* [EXCERPTED TEXT]:
Dirk Hünniger (talkcontribs)

Hi,

If mediawiki2latex already compiles. Then you could be able to get a latex document using the -c command line option, even if the runtime dependencies are not yet fulfilled. You can then try to make that latex document compile. In this process you will install most runtime dependencies.

Yours Dirk

Brentl999 (talkcontribs)

Hello Dirk,

I am running the test case:

mediawiki2latex -u https://en.wikipedia.org/wiki/Book:River_martin -o output.pdf -k

I am getting an error, here is the last few lines of the messaging provided by mediawiki2latex:

mediawiki2latex (1547481318.678343827s): generating PDF file. LaTeX run 1 of 4

mediawiki2latex (1547481319.864715348s): generating PDF file. LaTeX run 2 of 4

mediawiki2latex (1547481321.058693473s): generating PDF file. LaTeX run 3 of 4

mediawiki2latex (1547481322.189036007s): generating PDF file. LaTeX run 4 of 4

mediawiki2latex: main.pdf: openBinaryFile: does not exist (No such file or directory)

Any suggestion on how to fix this?  The process runs for some time before getting this error.

Thank you.  Brent

Dirk Hünniger (talkcontribs)

Hi,

apperently no pdf file was produced. Possibly no xelatex is not installed. Or there is something wrong with the fonts (not installed, or not in the same paths as on Ubuntu)

You could try:

 mkdir test
 mediawiki2latex -u https://en.wikipedia.org/wiki/Book:River_martin -o output.pdf -k -c test

and then have a look if any files were created in the test directory.

During the weekend I was able to reduce memory consumption. So possibly I can set up a test server for up to 800 pages later this week.

Yours Dirk

Dirk Hünniger (talkcontribs)
Brentl999 (talkcontribs)

xelatex is installed. When I run this in test mode, I get a directory structure within "test" that includes some 41 files. Is there anything I should specifically be looking for?


CentOS fonts go into /usr/share/fonts. Specifically unifont /usr/share/fonts/truetype which appears to be the same as BaseFont.hs requires. Clearly I could have missed something here, but I did review/follow the font install procedure.


Ultimately I need to have my own instance of this working.  The pdfs I generate contain intellectual property and therfore cannot be rendered by a 3rd party.  I have had the process working on MediaWiki 1.15.1 for many years, but an upgrade to that environment is long overdue. So that is the background on why I'm pursuing this.

* [DATASET CONTENT]:

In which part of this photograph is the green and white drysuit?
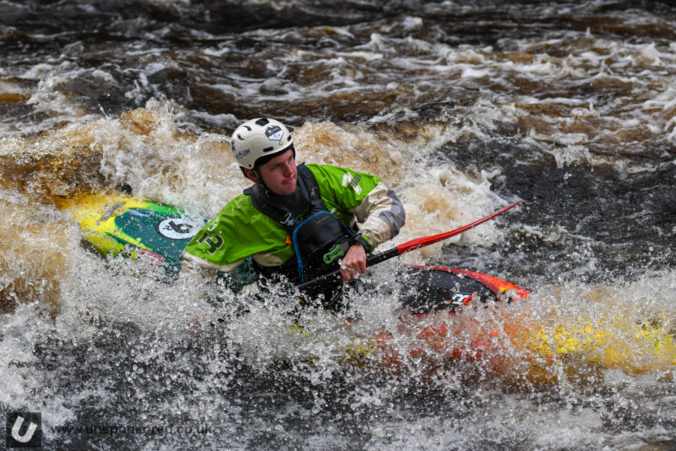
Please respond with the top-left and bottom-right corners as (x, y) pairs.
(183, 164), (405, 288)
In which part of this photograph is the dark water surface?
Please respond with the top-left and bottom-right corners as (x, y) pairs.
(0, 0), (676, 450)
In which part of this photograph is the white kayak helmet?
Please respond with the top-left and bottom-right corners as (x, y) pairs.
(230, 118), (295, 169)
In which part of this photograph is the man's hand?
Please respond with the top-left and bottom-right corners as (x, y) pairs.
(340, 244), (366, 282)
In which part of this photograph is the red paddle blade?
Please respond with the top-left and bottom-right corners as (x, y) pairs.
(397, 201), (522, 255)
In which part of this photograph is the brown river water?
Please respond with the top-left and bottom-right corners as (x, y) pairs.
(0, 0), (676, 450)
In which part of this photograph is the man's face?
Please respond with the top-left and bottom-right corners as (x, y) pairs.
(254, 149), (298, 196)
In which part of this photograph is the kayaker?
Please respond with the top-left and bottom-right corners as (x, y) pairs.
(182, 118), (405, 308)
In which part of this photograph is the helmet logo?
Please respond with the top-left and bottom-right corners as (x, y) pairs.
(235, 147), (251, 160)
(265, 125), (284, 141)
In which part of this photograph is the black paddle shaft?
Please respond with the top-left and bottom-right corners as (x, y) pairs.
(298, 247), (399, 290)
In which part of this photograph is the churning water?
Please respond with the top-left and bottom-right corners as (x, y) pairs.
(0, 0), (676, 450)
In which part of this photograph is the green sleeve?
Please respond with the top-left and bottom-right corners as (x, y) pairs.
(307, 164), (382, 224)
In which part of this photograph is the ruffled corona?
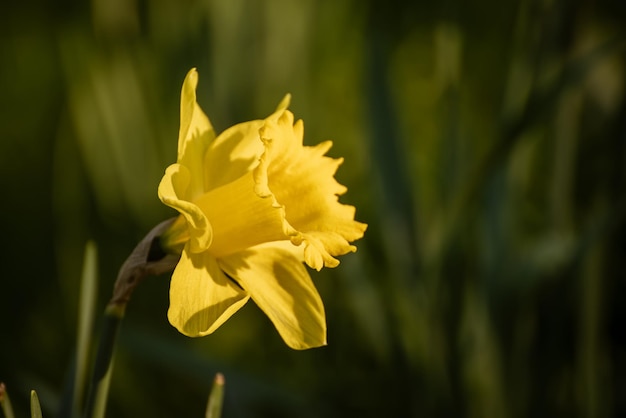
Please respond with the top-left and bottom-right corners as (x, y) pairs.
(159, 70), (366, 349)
* * *
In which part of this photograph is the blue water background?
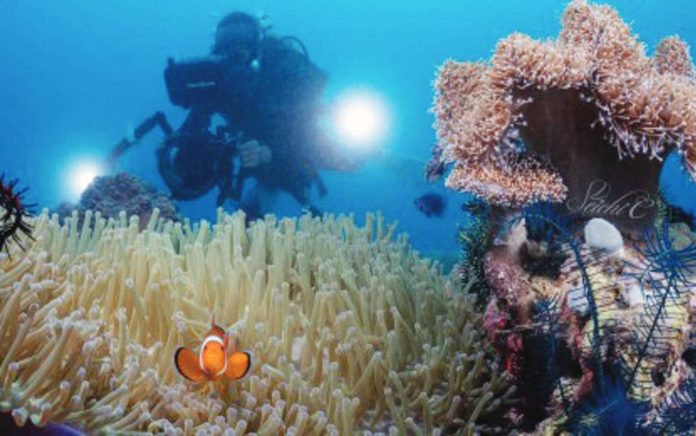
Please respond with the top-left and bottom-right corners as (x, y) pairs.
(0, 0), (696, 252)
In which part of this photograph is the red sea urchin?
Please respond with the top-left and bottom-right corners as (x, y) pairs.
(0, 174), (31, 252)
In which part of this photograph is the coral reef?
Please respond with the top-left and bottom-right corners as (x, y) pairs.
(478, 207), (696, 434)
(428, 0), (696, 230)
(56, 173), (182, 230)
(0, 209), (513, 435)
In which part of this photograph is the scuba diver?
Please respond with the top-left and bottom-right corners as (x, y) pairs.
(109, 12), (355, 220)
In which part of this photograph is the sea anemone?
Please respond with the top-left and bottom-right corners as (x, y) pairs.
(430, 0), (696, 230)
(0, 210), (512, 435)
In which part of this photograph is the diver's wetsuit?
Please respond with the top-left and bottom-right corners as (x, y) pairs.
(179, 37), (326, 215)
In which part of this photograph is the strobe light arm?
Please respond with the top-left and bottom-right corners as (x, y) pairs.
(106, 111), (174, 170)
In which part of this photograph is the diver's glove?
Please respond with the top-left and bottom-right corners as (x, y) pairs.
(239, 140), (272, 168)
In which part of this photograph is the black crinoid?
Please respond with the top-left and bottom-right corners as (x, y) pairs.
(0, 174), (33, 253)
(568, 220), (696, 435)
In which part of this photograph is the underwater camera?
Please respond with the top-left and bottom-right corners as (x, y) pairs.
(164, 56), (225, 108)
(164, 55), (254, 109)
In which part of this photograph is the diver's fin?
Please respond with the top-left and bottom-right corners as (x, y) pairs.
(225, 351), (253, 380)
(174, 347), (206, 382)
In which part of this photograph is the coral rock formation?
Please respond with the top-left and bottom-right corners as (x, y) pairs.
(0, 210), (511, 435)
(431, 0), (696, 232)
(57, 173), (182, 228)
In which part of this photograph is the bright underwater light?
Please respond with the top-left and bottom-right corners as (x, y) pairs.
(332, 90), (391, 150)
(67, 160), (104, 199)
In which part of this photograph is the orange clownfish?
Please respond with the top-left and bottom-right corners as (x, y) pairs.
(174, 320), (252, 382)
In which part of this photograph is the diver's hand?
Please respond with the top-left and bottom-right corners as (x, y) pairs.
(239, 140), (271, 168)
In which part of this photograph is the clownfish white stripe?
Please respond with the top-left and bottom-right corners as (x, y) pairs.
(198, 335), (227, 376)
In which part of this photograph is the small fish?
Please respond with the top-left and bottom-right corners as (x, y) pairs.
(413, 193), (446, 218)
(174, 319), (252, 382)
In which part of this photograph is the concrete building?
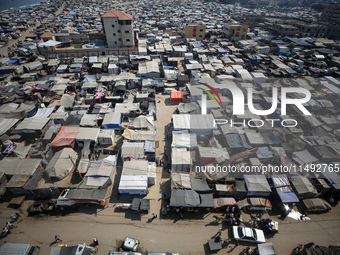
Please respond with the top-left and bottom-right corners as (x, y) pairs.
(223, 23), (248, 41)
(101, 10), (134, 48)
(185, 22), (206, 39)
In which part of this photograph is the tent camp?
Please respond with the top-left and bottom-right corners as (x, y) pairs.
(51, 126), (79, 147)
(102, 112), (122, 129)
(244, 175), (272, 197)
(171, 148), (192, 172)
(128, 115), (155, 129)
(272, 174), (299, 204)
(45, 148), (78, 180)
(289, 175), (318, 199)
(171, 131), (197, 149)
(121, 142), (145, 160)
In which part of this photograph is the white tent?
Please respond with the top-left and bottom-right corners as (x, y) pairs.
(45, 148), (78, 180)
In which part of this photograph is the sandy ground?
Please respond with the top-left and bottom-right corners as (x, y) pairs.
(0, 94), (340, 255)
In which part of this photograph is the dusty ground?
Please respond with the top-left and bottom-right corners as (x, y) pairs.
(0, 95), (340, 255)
---
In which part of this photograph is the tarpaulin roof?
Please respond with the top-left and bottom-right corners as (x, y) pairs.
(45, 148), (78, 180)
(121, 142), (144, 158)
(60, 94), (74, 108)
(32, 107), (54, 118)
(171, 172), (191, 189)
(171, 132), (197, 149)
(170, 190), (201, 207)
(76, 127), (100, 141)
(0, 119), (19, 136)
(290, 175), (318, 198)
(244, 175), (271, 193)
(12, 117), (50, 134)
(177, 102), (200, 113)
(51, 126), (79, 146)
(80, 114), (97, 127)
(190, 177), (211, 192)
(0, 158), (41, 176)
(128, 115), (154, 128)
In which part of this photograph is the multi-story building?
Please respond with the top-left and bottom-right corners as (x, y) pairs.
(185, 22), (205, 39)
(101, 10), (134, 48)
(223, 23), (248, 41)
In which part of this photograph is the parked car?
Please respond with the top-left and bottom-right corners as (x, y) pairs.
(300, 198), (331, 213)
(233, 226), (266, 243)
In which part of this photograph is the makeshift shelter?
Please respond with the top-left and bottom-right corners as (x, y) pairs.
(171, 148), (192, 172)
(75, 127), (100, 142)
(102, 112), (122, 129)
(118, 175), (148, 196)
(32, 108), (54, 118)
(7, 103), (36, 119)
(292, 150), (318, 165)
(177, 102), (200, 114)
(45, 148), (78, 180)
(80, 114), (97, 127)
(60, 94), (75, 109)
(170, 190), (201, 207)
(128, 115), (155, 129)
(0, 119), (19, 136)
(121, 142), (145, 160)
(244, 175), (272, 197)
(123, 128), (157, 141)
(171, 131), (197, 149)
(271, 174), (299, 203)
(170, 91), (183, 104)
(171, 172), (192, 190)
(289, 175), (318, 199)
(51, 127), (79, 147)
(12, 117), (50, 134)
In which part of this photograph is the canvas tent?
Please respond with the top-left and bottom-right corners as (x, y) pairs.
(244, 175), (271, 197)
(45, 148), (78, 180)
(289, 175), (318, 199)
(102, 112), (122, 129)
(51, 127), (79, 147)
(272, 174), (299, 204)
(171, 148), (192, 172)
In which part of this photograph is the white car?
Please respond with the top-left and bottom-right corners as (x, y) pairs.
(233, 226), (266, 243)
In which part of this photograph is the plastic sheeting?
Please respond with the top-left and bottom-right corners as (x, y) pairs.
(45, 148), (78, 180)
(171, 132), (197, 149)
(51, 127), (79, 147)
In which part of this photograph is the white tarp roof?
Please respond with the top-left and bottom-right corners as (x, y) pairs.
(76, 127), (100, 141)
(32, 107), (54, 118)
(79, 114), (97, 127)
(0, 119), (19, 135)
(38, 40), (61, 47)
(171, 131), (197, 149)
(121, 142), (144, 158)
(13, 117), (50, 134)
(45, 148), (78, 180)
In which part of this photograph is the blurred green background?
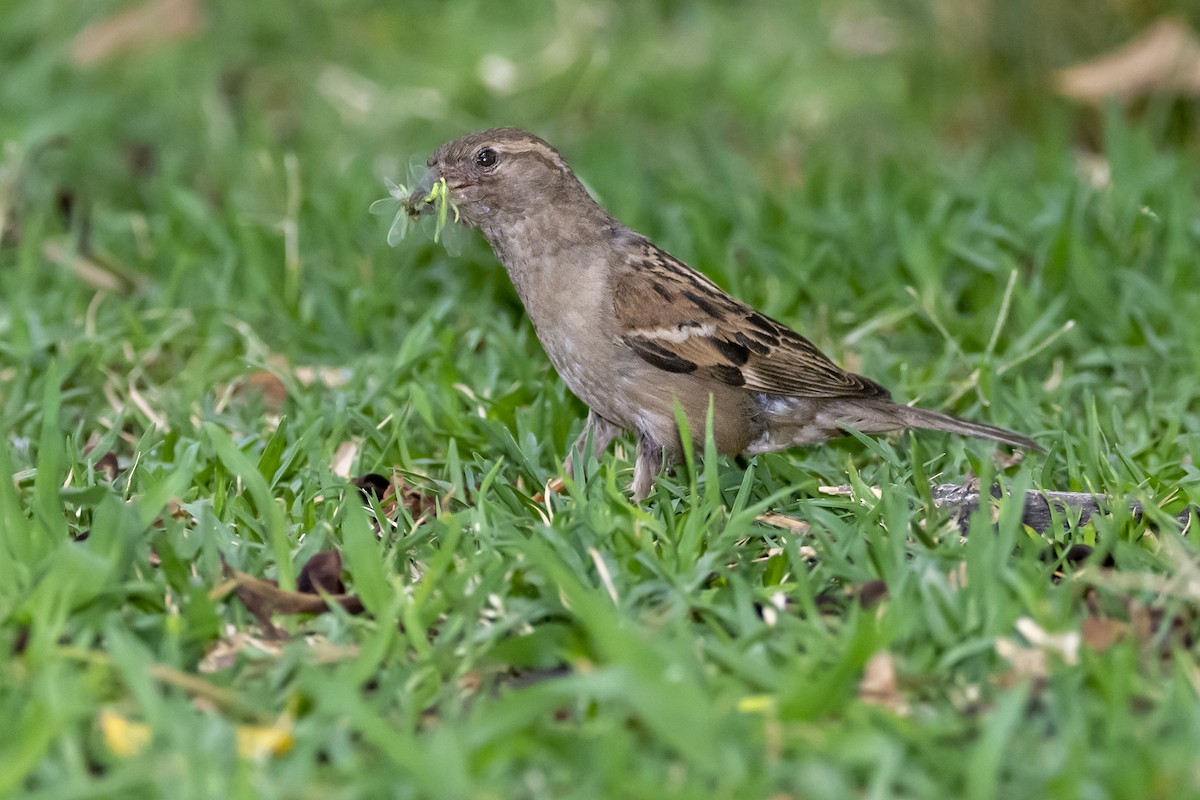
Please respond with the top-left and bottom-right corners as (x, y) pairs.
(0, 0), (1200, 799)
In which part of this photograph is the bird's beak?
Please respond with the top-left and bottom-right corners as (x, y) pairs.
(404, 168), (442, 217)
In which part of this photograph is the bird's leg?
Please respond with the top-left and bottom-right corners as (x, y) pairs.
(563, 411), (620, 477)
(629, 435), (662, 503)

* [DIRECTIONS]:
For each statement below, say yes or no as to whether it agrees with the forum thread on mediawiki2latex, and quote the words of the thread that decide it.
1. Running the command with the test directory produced some 41 files.
2. The error appeared right after the command was started.
3. Dirk Hünniger managed to reduce memory consumption over the weekend.

* [YOUR RESPONSE]:
1. Yes: "When I run this in test mode, I get a directory structure within "test" that includes some 41 files."
2. No: "The process runs for some time before getting this error."
3. Yes: "During the weekend I was able to reduce memory consumption."